== DATASET EXCERPTS ==

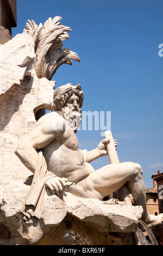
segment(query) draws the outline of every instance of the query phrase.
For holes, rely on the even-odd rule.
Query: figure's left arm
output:
[[[109,139],[103,139],[96,149],[88,151],[86,162],[90,163],[101,156],[108,155],[106,145],[109,143]],[[116,149],[117,149],[117,143],[115,139],[114,139],[114,142]]]

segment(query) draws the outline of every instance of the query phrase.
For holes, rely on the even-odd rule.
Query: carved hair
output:
[[[67,84],[66,86],[60,86],[54,91],[51,111],[59,111],[64,107],[67,99],[73,93],[79,97],[80,108],[81,108],[83,106],[84,93],[80,86],[78,84],[76,86],[73,86],[71,84]]]

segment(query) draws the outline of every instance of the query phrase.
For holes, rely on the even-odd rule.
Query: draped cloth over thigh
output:
[[[39,161],[22,211],[24,215],[23,220],[28,222],[32,221],[32,216],[39,218],[45,192],[45,183],[48,179],[56,176],[47,169],[42,150],[39,150],[37,153],[39,156]]]

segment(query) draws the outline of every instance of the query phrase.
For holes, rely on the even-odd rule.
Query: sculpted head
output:
[[[82,120],[83,98],[84,93],[79,84],[61,86],[54,91],[51,111],[61,112],[71,128],[77,131]]]
[[[78,97],[79,108],[83,106],[84,93],[80,84],[76,86],[67,83],[61,86],[55,90],[53,96],[53,102],[52,104],[51,111],[61,111],[65,107],[66,102],[70,100],[73,94]]]

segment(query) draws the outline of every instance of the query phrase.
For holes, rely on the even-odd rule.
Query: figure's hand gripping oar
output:
[[[106,149],[109,158],[110,163],[120,163],[120,160],[116,151],[115,145],[114,141],[110,131],[105,131],[104,132],[105,138],[109,139],[110,142],[106,145]],[[121,187],[118,191],[114,192],[114,196],[110,195],[110,197],[115,196],[116,198],[120,199],[124,201],[124,204],[127,205],[132,205],[134,203],[132,194],[128,190],[126,185],[124,185]]]
[[[105,131],[104,132],[105,139],[109,139],[110,142],[106,145],[108,155],[110,163],[119,163],[120,161],[115,147],[114,141],[110,131]]]

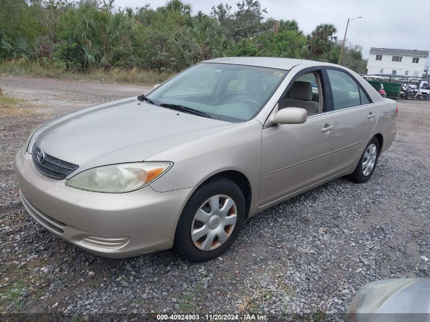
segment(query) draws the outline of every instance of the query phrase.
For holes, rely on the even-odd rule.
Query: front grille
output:
[[[32,150],[33,164],[38,170],[48,177],[64,179],[79,167],[77,164],[57,159],[46,153],[45,160],[40,163],[37,160],[37,154],[40,151],[36,144],[34,144]]]

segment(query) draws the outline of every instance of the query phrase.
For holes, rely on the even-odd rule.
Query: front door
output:
[[[289,87],[279,108],[304,108],[308,118],[303,124],[263,129],[260,207],[323,180],[330,161],[334,118],[327,109],[321,71],[298,75]]]
[[[348,74],[328,69],[327,75],[334,116],[334,141],[327,174],[334,175],[356,166],[376,125],[378,109]]]

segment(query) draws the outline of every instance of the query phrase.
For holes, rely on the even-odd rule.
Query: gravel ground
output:
[[[398,101],[397,136],[366,184],[338,179],[265,211],[222,257],[192,264],[168,251],[92,255],[36,224],[19,199],[14,155],[33,128],[147,89],[15,77],[0,77],[0,86],[36,106],[32,115],[0,119],[0,312],[79,321],[163,312],[340,320],[366,283],[430,276],[420,257],[430,257],[430,102]]]

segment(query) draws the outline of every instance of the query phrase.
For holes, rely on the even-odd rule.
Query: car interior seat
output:
[[[301,107],[307,111],[308,115],[318,112],[320,104],[312,100],[312,85],[310,82],[296,80],[286,96],[286,98],[280,102],[279,109],[285,107]]]

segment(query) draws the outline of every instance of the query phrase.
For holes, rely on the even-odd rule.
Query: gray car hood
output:
[[[80,166],[144,161],[197,138],[237,125],[138,101],[95,105],[44,124],[32,141],[45,153]],[[169,160],[159,160],[169,161]]]

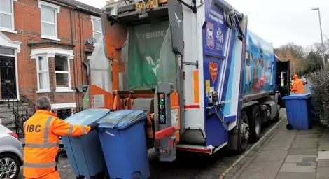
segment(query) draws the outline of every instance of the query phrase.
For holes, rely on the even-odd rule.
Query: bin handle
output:
[[[110,133],[110,132],[108,132],[108,131],[105,131],[105,133],[106,133],[107,134],[108,134],[108,135],[110,135],[110,136],[113,136],[113,137],[115,136],[115,135],[114,135],[114,134],[112,134],[112,133]]]

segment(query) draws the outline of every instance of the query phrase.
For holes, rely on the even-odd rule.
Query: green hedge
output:
[[[314,112],[321,124],[329,125],[329,68],[319,71],[311,78]]]

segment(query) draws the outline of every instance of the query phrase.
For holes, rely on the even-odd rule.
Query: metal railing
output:
[[[10,94],[10,97],[8,99],[8,108],[11,109],[13,114],[15,115],[15,127],[16,134],[20,136],[24,136],[24,122],[29,117],[28,111],[24,108],[22,101],[18,100],[18,98],[14,93],[9,89],[8,85],[6,86],[6,90]]]

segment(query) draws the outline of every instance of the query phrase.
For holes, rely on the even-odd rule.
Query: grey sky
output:
[[[105,0],[79,0],[97,8]],[[328,0],[226,0],[248,17],[248,29],[273,43],[274,47],[293,42],[304,47],[320,42],[317,11],[321,13],[323,34],[329,38]],[[326,37],[324,37],[326,40]]]

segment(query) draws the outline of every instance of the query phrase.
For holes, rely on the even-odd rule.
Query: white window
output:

===

- WHAT IS REQUIRED
Quote the material in full and exactly; do not carry over its pictures.

- EXERCISE RESPONSE
segment(query) draws the outline of every instance of the query phrase.
For holes, rely on the even-odd rule.
Query: figure's left arm
output:
[[[109,139],[103,139],[96,149],[88,151],[86,162],[90,163],[101,156],[108,155],[106,145],[109,143]],[[116,149],[117,149],[117,143],[115,139],[114,139],[114,142]]]

segment(query) draws the outline of every instance of the query phrase.
For holes, rely on the even-odd rule.
Query: carved hair
output:
[[[67,84],[66,86],[60,86],[54,91],[51,111],[59,111],[64,107],[67,99],[73,93],[79,97],[80,108],[81,108],[83,106],[84,93],[80,86],[78,84],[76,86],[73,86],[71,84]]]

segment(query) draws the outline of every instance of the query phrase.
For holes, rely on the even-odd rule.
Query: draped cloth over thigh
output:
[[[39,161],[22,211],[24,215],[23,220],[28,222],[32,221],[32,216],[39,218],[45,192],[45,183],[48,179],[56,176],[47,169],[42,150],[39,150],[37,153],[39,156]]]

segment(query) draws the outline of every instance of the query phrase.
For holes, rely on the even-odd rule.
Query: sculpted head
output:
[[[82,120],[83,98],[84,93],[79,84],[61,86],[54,91],[51,111],[61,112],[71,128],[77,131]]]
[[[78,97],[79,108],[83,106],[84,93],[80,84],[76,86],[67,83],[61,86],[55,90],[53,96],[53,102],[52,104],[51,111],[61,111],[65,107],[66,102],[70,100],[73,94]]]

segment(query) draws the outline of every instance of the query phrase.
For holes, rely on the even-odd rule.
Query: figure's hand gripping oar
output:
[[[106,149],[109,158],[110,163],[120,163],[120,160],[116,151],[115,145],[114,141],[110,131],[105,131],[104,132],[105,138],[109,139],[110,142],[106,145]],[[121,187],[118,191],[114,192],[114,196],[110,195],[110,197],[115,196],[116,198],[120,199],[124,201],[124,204],[127,205],[132,205],[134,203],[132,194],[128,190],[126,185],[124,185]]]
[[[105,131],[104,132],[105,139],[109,139],[110,142],[106,145],[108,155],[110,163],[119,163],[120,161],[115,147],[114,141],[110,131]]]

segment(query) draws the outline of every instance of the query phrase.
For holes, rely on the even-odd rule.
Query: front grille
output:
[[[32,150],[33,164],[38,170],[48,177],[64,179],[79,167],[77,164],[57,159],[46,153],[45,160],[40,163],[37,160],[37,154],[40,151],[36,144],[34,144]]]

segment(query) draws the outline of every instance of the query phrase.
For holes, rely on the even-odd rule.
Query: front door
output:
[[[289,87],[279,108],[304,108],[308,118],[303,124],[263,129],[260,207],[323,180],[330,161],[334,118],[327,109],[321,71],[298,75]]]
[[[348,74],[328,69],[327,75],[334,116],[334,141],[327,174],[334,175],[356,166],[376,125],[378,109]]]

segment(query) draws the outline of every instance of the query phrase.
For holes, rely on the even-odd rule.
Query: gravel ground
output:
[[[398,101],[397,136],[366,184],[338,179],[265,211],[222,257],[192,264],[168,251],[92,255],[36,224],[19,199],[14,155],[33,128],[147,89],[15,77],[0,77],[0,86],[36,106],[32,115],[0,119],[0,312],[79,321],[163,312],[340,320],[366,283],[430,276],[420,257],[430,257],[430,102]]]

segment(query) draws the outline of every instance of the query phrase.
For holes, rely on the even-odd rule.
Query: car interior seat
output:
[[[301,107],[307,111],[308,115],[318,112],[320,104],[312,100],[312,85],[310,82],[296,80],[286,96],[286,98],[280,102],[279,109],[285,107]]]

segment(query) draws the outline of every instance of the query phrase.
For holes, rely on the even-odd rule.
Query: gray car hood
output:
[[[80,166],[144,161],[197,138],[237,125],[138,101],[95,105],[44,124],[32,141],[45,153]],[[169,160],[159,160],[169,161]]]

segment(query) draws the outline of every instance of the query phrase.
For holes, rely on the even-odd rule.
Query: bin handle
output:
[[[110,133],[110,132],[108,132],[108,131],[105,131],[105,133],[106,133],[107,134],[108,134],[108,135],[110,135],[110,136],[113,136],[113,137],[115,136],[115,135],[114,135],[114,134],[112,134],[112,133]]]

segment(query) draws the outline of every instance of the query phrase.
For holes, rely on the even-odd rule.
Query: green hedge
output:
[[[314,112],[321,124],[329,125],[329,68],[319,71],[311,78]]]

segment(query) draws the outline of every instance of the query phrase.
For holes, rely on the even-odd rule.
Query: metal railing
output:
[[[10,94],[10,97],[8,99],[8,108],[11,109],[13,114],[15,115],[15,127],[16,134],[20,136],[24,136],[24,122],[29,117],[28,111],[24,108],[22,101],[18,100],[18,98],[14,93],[9,89],[8,85],[6,86],[6,90]]]

segment(query) draws the outline of every instance of the query phrase.
For holes, rely on the even-odd rule.
Query: grey sky
output:
[[[105,0],[79,0],[97,8]],[[328,0],[226,0],[248,17],[248,29],[273,43],[274,47],[293,42],[304,47],[320,42],[317,11],[321,13],[323,34],[329,38]],[[326,37],[324,37],[326,40]]]

segment(query) draws the outline of every instance of the query phrase.
For holes, rely on the even-odd rule.
Query: white window
output:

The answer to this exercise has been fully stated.